• **Article**:

+++

Script and language identification is highly researched area in document image analysis community. There have been several methods and approaches which deals with the script and language identification at page, line or word level. Although there are many research related to script identification at all the levels. But there is a dearth in research on language identification beyond document level. We describe the several approaches in following paragraphs which has been used in the past for the script and language identification at aforementioned levels.
\\
\


\noindent\textbf{Text Symbol based Approach:} Hochberg \textit{et al.} present a method for automatically identifying the script of a binarized document using cluster-based text symbol templates. Text symbols are rescaled to $30\times 30$ pixels. Symbols are grouped into clusters based on Hamming distances. The centroid of the clusters will act as template which will be used to calculate the distance score with test image. The script template with which distance score is low is then allotted to the test image. Note that, a distance score of the test image is calculated with all the script templates. This method is, however, prone to misclassification due to variations in fonts and is not suitable for low resolution images.
\\
\
%\noindent\textbf{Projection Profiles:} Wood \textit{et al.} present some observations about the characteristics of various scripts, with particular reference to the effect such characteristics have on the horizontal and vertical projections of the document images. The method would not require any   


\noindent\textbf{Upward Concavities:} Spitz proposes a method for distinguishing between Asian and European languages by examining the upward concavities of connected components. The upward concavities is shown to be markedly different between the languages aforementioned. Gross or document level script identification is performed by analyzing the variance of the distribution. For Asian languages such as Chinese, Japanese and Korean, an optical density function is computed whereby the total number of black pixels  in each character is tabulated in reading across the text. Study of the distributions of these optical density shows distinct differences amongst the Asian languages. Character shape codes relate to the dimensions of characters rather than the actual characters themselves. Language identification of several Roman alphabet languages is performed by statistical analysis of frequent combinations of character shape codes in the languages investigated.

+++

Location annotation dataset excerpts

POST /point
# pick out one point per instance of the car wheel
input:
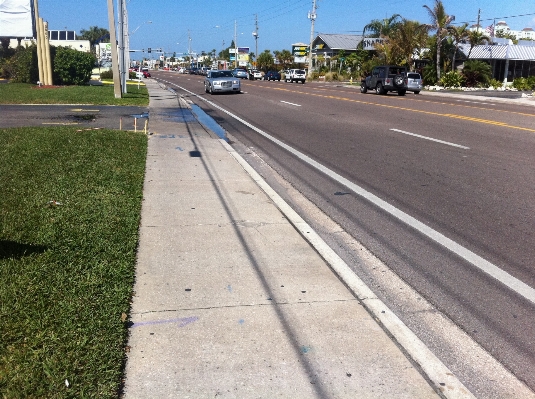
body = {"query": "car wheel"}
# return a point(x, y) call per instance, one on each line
point(379, 89)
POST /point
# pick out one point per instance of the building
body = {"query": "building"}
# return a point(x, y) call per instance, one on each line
point(327, 45)
point(508, 61)
point(502, 27)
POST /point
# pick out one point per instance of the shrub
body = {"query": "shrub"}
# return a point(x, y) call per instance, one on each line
point(524, 83)
point(72, 66)
point(477, 73)
point(107, 74)
point(429, 74)
point(495, 83)
point(22, 67)
point(452, 79)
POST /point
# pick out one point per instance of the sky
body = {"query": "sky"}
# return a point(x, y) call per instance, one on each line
point(204, 25)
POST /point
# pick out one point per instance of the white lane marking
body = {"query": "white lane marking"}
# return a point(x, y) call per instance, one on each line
point(439, 375)
point(432, 139)
point(286, 102)
point(484, 265)
point(475, 102)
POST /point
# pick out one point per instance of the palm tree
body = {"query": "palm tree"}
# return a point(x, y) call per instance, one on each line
point(382, 27)
point(459, 35)
point(476, 37)
point(439, 22)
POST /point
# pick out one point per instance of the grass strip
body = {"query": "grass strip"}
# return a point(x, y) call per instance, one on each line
point(69, 216)
point(23, 93)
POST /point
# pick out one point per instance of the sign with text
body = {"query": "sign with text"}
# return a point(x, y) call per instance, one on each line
point(300, 51)
point(370, 42)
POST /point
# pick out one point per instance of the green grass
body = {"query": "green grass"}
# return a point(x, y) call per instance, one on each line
point(69, 215)
point(22, 93)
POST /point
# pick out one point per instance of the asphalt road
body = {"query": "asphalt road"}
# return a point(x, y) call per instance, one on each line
point(473, 184)
point(86, 116)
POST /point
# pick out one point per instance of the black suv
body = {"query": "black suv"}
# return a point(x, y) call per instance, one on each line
point(386, 78)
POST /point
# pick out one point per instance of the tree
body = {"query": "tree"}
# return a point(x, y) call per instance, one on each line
point(265, 61)
point(382, 27)
point(459, 34)
point(439, 22)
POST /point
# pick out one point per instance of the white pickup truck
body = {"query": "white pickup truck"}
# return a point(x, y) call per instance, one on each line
point(296, 75)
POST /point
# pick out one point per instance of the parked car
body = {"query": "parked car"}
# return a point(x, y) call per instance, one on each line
point(272, 75)
point(296, 75)
point(414, 82)
point(240, 73)
point(385, 78)
point(255, 74)
point(221, 81)
point(142, 74)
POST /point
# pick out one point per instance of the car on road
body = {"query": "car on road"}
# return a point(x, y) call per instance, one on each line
point(296, 75)
point(414, 82)
point(255, 74)
point(272, 75)
point(142, 74)
point(240, 73)
point(221, 82)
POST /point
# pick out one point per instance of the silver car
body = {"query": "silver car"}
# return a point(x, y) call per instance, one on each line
point(414, 82)
point(221, 81)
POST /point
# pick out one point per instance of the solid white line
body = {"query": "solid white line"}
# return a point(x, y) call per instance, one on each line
point(437, 372)
point(286, 102)
point(484, 265)
point(432, 139)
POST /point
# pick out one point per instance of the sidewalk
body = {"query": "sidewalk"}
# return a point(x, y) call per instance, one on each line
point(232, 301)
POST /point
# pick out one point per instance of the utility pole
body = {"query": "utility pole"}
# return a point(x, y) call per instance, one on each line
point(114, 58)
point(189, 50)
point(255, 34)
point(235, 46)
point(312, 17)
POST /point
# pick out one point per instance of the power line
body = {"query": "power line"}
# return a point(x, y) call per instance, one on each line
point(492, 19)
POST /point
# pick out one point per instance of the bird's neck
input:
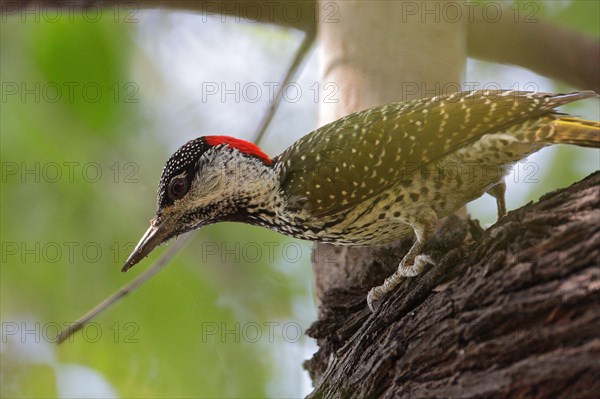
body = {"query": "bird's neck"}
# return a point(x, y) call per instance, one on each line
point(251, 187)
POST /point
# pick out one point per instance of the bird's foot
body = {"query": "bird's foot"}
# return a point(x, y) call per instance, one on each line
point(404, 271)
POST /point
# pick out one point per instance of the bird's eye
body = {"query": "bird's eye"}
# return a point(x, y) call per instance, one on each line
point(178, 188)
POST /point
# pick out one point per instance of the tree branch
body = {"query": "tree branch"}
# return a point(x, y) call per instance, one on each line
point(542, 47)
point(509, 312)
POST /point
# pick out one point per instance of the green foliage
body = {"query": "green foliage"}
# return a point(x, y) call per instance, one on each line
point(76, 193)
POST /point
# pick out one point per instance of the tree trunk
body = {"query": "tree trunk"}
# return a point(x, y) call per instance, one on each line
point(375, 56)
point(508, 312)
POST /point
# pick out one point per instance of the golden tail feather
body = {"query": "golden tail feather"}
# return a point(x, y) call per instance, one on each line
point(576, 131)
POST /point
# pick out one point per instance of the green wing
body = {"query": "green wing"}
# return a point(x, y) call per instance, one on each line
point(354, 158)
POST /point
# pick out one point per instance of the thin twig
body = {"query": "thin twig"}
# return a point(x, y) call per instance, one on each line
point(163, 261)
point(301, 53)
point(126, 289)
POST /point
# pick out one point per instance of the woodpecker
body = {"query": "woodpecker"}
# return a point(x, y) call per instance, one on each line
point(370, 178)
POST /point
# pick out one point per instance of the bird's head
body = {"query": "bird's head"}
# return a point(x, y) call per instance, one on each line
point(200, 184)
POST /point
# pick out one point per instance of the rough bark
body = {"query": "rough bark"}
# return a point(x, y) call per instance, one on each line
point(527, 42)
point(507, 312)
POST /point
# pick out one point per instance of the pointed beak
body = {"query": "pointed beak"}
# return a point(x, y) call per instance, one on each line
point(158, 233)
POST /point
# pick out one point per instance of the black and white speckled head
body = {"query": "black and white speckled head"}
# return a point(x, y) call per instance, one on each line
point(179, 172)
point(207, 180)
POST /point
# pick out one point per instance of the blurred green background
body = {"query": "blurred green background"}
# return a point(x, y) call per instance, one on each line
point(90, 111)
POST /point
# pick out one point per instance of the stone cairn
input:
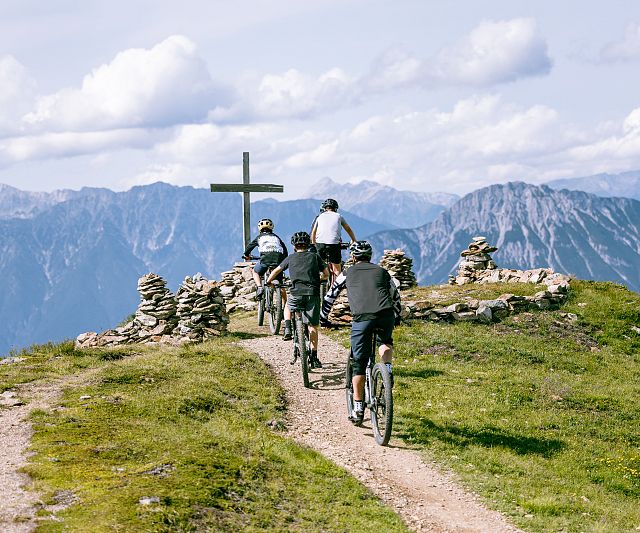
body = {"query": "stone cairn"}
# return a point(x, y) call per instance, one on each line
point(238, 288)
point(400, 267)
point(490, 310)
point(201, 309)
point(198, 314)
point(475, 258)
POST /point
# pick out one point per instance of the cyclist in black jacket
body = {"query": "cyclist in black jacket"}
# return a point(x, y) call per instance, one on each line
point(306, 269)
point(375, 304)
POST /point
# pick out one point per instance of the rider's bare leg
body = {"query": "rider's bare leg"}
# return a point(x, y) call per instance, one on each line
point(335, 270)
point(358, 388)
point(386, 353)
point(313, 337)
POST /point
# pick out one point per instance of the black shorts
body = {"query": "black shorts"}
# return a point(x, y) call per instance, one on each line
point(362, 340)
point(330, 253)
point(261, 269)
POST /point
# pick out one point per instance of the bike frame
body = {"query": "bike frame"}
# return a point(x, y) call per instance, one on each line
point(301, 344)
point(378, 395)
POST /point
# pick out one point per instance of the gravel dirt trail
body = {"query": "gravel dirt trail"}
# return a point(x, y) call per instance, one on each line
point(426, 498)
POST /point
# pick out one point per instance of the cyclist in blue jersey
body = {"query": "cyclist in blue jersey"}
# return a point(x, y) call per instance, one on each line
point(272, 252)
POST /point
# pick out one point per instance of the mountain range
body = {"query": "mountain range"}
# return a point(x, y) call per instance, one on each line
point(383, 204)
point(70, 260)
point(626, 184)
point(570, 231)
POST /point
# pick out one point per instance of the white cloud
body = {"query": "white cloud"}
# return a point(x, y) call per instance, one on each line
point(492, 53)
point(165, 85)
point(17, 93)
point(628, 49)
point(622, 149)
point(72, 144)
point(291, 94)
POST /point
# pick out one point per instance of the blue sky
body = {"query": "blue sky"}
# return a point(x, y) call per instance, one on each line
point(420, 95)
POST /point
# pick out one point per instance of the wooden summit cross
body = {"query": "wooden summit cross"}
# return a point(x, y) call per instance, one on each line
point(246, 188)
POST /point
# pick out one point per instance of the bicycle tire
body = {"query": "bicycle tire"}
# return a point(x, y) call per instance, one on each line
point(261, 306)
point(348, 386)
point(275, 310)
point(303, 349)
point(381, 404)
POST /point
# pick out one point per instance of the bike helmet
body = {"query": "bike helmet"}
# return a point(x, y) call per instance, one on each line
point(265, 224)
point(301, 238)
point(361, 250)
point(329, 203)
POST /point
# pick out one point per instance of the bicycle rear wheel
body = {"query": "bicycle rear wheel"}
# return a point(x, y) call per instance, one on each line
point(348, 386)
point(303, 349)
point(381, 404)
point(261, 306)
point(275, 310)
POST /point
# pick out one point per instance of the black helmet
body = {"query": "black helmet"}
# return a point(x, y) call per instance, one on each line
point(329, 203)
point(301, 238)
point(265, 224)
point(361, 250)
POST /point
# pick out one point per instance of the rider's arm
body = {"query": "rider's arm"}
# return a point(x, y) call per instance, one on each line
point(273, 275)
point(285, 252)
point(395, 298)
point(250, 247)
point(348, 229)
point(331, 296)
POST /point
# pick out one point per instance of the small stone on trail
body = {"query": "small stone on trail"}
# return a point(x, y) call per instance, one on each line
point(148, 500)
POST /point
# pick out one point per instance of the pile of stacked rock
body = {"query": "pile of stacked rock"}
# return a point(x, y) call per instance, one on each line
point(201, 309)
point(157, 309)
point(198, 314)
point(475, 258)
point(490, 310)
point(399, 266)
point(238, 288)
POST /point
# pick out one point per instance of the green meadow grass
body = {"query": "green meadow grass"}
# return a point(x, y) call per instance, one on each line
point(189, 430)
point(538, 414)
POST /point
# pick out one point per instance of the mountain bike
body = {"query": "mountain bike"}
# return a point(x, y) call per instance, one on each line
point(270, 303)
point(378, 394)
point(301, 344)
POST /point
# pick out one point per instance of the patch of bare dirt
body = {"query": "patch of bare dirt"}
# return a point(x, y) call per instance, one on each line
point(19, 504)
point(426, 498)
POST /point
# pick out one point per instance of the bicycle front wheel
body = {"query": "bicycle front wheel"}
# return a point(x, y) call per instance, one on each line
point(261, 306)
point(381, 404)
point(303, 350)
point(348, 386)
point(275, 310)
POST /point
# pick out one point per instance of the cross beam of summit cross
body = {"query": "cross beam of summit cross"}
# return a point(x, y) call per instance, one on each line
point(246, 188)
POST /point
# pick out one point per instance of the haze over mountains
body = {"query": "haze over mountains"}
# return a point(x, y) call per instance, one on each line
point(383, 204)
point(70, 260)
point(626, 184)
point(572, 232)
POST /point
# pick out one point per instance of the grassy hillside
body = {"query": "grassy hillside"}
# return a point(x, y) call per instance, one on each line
point(154, 439)
point(538, 413)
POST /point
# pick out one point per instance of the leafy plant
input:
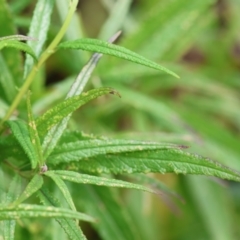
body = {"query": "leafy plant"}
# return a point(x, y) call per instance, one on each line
point(44, 151)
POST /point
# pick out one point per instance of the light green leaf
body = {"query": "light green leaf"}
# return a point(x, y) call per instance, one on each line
point(39, 29)
point(9, 147)
point(7, 83)
point(36, 211)
point(21, 133)
point(70, 227)
point(96, 180)
point(106, 204)
point(32, 128)
point(95, 45)
point(62, 110)
point(162, 161)
point(7, 27)
point(62, 186)
point(12, 194)
point(18, 45)
point(17, 37)
point(33, 186)
point(78, 150)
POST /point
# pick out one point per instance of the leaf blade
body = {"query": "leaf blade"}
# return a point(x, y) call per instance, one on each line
point(18, 45)
point(95, 180)
point(95, 45)
point(162, 161)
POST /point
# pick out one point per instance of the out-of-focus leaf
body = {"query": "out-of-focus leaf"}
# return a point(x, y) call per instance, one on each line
point(36, 211)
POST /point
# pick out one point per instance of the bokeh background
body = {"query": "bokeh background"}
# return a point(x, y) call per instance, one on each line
point(200, 41)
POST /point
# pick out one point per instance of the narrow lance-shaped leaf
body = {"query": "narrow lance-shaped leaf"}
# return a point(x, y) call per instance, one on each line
point(33, 186)
point(38, 29)
point(34, 133)
point(162, 161)
point(54, 134)
point(18, 37)
point(95, 45)
point(100, 181)
point(70, 227)
point(78, 150)
point(17, 45)
point(62, 186)
point(21, 133)
point(36, 211)
point(12, 194)
point(61, 111)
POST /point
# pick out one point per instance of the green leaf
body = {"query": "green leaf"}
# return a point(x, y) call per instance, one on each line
point(21, 133)
point(18, 45)
point(7, 82)
point(107, 206)
point(12, 58)
point(96, 180)
point(73, 231)
point(36, 211)
point(63, 109)
point(95, 45)
point(34, 133)
point(78, 150)
point(9, 147)
point(33, 186)
point(162, 161)
point(12, 194)
point(39, 29)
point(62, 186)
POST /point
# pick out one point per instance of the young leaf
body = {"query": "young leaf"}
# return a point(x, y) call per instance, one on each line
point(36, 211)
point(9, 147)
point(11, 57)
point(78, 150)
point(34, 133)
point(17, 37)
point(38, 29)
point(70, 227)
point(95, 45)
point(100, 181)
point(62, 186)
point(21, 133)
point(18, 45)
point(63, 109)
point(33, 186)
point(162, 161)
point(106, 205)
point(12, 194)
point(54, 134)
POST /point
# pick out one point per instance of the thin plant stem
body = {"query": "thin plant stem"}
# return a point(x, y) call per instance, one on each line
point(45, 55)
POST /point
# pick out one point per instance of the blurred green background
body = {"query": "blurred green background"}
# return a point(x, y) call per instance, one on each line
point(200, 41)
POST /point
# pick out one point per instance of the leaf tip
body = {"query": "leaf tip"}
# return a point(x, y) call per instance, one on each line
point(114, 92)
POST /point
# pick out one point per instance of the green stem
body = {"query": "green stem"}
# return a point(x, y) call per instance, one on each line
point(45, 55)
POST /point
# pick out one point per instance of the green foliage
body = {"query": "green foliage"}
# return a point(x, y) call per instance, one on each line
point(51, 168)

+++

• **Requests**:
A - Output everything in the survey of script and language identification from "Script and language identification is" down to "at aforementioned levels.".
B - Go on with the survey of script and language identification methods, starting after its last sentence.
These records were taken from a separate source.

• **Answers by task**:
A -
Script and language identification is highly researched area in document image analysis community. There have been several methods and approaches which deals with the script and language identification at page, line or word level. Although there are many research related to script identification at all the levels. But there is a dearth in research on language identification beyond document level. We describe the several approaches in following paragraphs which has been used in the past for the script and language identification at aforementioned levels.

B -
\\ 
\ 


\noindent\textbf{Texture Based approach:} 
Global approaches generally refer to the texture of the documents, line or word. These textures are complex visual pattern composed of sub-patterns. These textures can be used to measure the periodicity of the image. These textures produces variations in character density and stroke orientation. Gabor filters act as good model for texture classification~\cite{Shijian08}. A multichannel gabor filter has been employed which requires an $N\times N$ pixel as input, orientation and frequencies. Then a rotational invariant texture features were computed.
\\
\


\noindent\textbf{Neural Networks: } Lee and Kim use a self-organizing neural network in order to determine not the script of whole document but the individual characters within the document~\cite{}. After an initial character shape normalization. Zero, first, second order features are calculated using a Mesh feature system, overlapping contour direction codes~\cite{}. There are then two classification stages, a coarse classifier, followed by a fine classifier which classifies the characters in the mixed groups and presumably performs actual character identification. In recent there have been an efforts to use the discriminative features learned using Convolutional Neural Networks (\textsc{CNN}) for multi-script recognition~\cite{Rashid10}. These features are automatically extracted and learned at connected component level of the document image.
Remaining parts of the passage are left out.